**Your task:** Could you arrange the lines from the one containing "shape point(7, 371)" through the one containing "point(568, 476)", inclusive, as a two-column CSV with headers instruction and output? Each row should hold the comment text under instruction and the point that follows it under output, with each field quoted and line breaks turned into spaces.

**Listed records:**
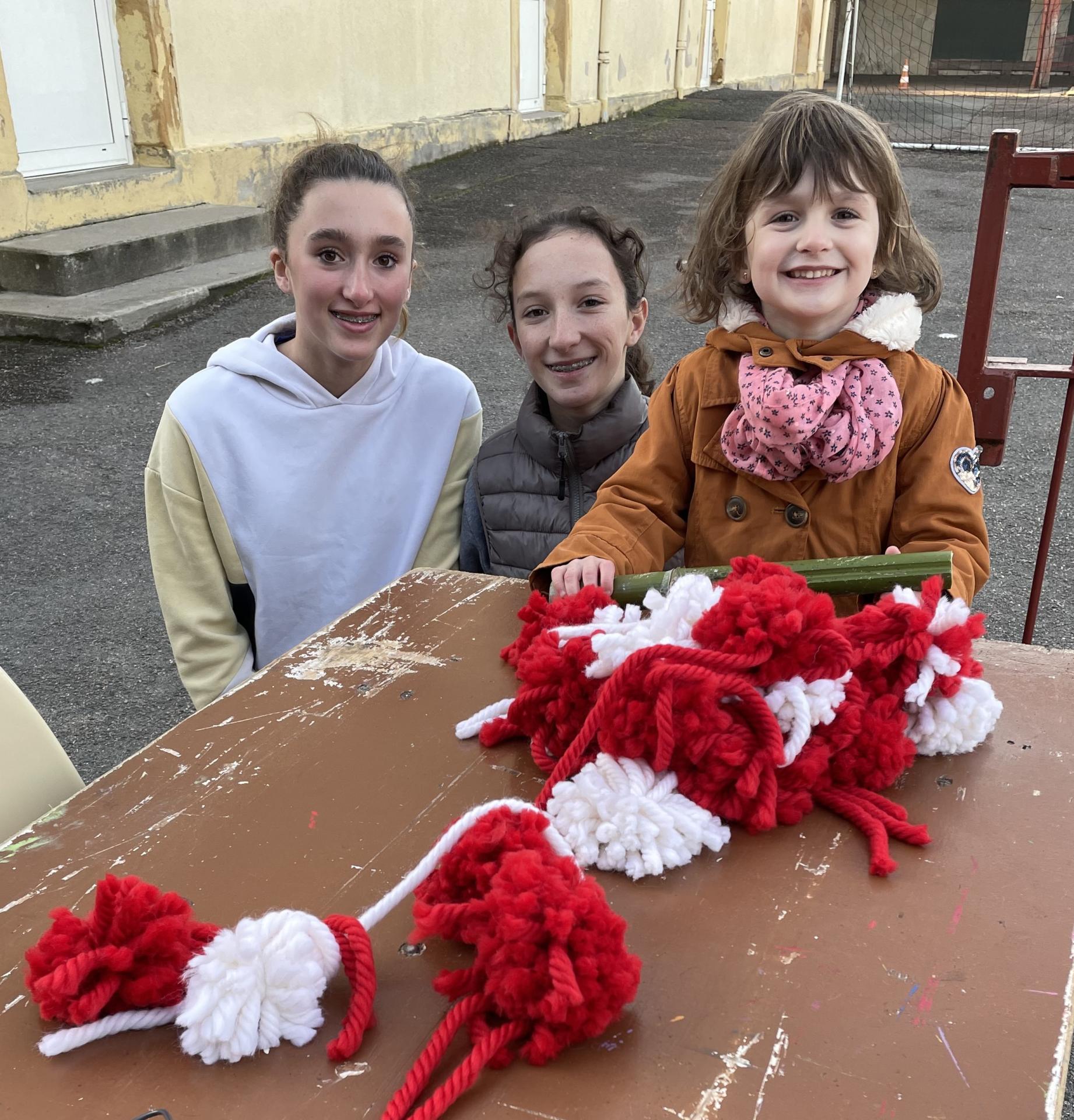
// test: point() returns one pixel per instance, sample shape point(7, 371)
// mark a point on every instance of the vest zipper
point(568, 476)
* * *
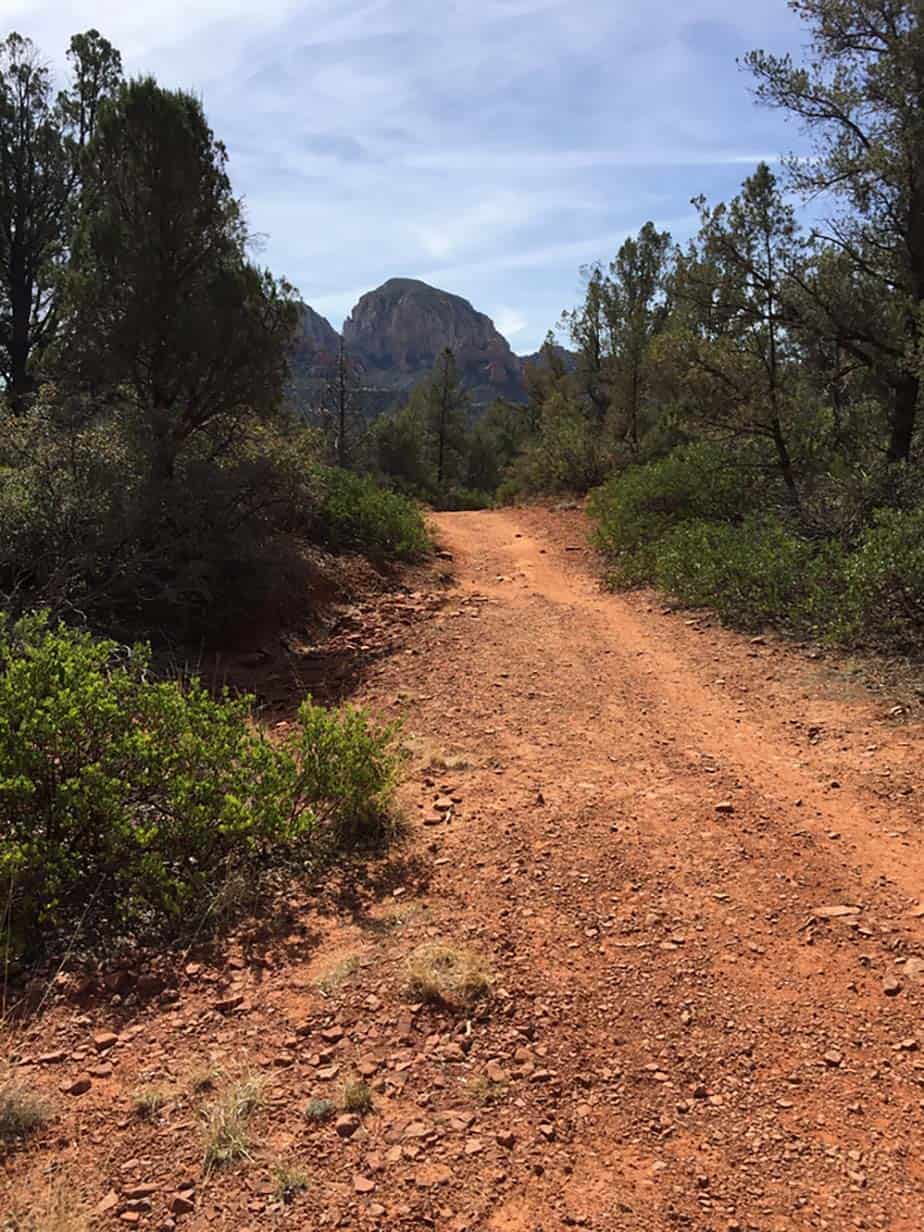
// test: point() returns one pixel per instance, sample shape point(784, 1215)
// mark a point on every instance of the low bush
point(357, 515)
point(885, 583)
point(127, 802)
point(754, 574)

**Exercise response:**
instruction,output
"// test: point() returns one pixel per instance, sample shape point(7, 371) // mark a point on every instance of the vest zipper","point(568, 476)"